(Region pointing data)
□ □ □ □ □
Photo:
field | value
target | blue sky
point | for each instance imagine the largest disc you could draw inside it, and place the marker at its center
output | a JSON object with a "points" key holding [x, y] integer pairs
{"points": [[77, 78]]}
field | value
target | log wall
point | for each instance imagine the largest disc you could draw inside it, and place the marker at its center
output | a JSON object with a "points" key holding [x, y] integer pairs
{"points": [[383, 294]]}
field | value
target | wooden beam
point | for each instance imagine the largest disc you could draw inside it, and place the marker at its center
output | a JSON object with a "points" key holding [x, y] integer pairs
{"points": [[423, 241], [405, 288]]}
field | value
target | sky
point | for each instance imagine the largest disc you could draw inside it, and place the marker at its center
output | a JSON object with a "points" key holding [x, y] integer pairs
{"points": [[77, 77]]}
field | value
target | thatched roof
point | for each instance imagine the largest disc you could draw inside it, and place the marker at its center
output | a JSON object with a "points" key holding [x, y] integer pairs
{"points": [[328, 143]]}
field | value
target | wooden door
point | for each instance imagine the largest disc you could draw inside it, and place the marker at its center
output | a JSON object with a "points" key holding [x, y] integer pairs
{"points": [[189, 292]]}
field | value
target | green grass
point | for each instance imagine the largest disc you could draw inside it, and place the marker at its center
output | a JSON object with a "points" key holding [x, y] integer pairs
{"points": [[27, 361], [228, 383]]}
□ □ □ □ □
> **The problem**
Copy the lines above exactly, leaving every word as it is.

> **Response below**
Photo:
field | value
target | blue sky
point | for each instance imagine the largest disc you could draw inside it, and place the marker at its center
output | a JSON object with a "points" key holding [x, y] integer pairs
{"points": [[77, 78]]}
field | value
target | log wall
point | for each instance imagine the largest disc you could draw inside it, and place the marker at its center
output | a JSON object with a "points" key holding [x, y] integer pairs
{"points": [[383, 294]]}
field | value
target | wooden beam
point | for each instance imagine the largest disc you could draw inside it, and place the marker at its center
output | a JSON object with a "points" key holding [x, y] integer pairs
{"points": [[423, 241], [405, 288]]}
field | value
target | sky
point | for each instance imagine the largest disc you could draw inside it, and place the marker at its center
output | a JSON object with a "points" key holding [x, y] integer pairs
{"points": [[77, 77]]}
field | value
target | thatched roof
point | for each instance imagine the largest disc you could draw inside it, and place the marker at its center
output | a JSON object with a "points" key holding [x, y] integer pairs
{"points": [[328, 143]]}
field | value
target | wooden door
point | for each instance imagine the largest disc you could draw inside it, and place the marker at its center
output | a JSON object with a "points" key holding [x, y] integer pairs
{"points": [[189, 292]]}
field | value
target | green grass
point | for each instance imagine the largest disc you could draw inside it, and place the marker at its center
output | a JSON object with a "points" key holding [x, y] integer pairs
{"points": [[27, 361], [228, 383]]}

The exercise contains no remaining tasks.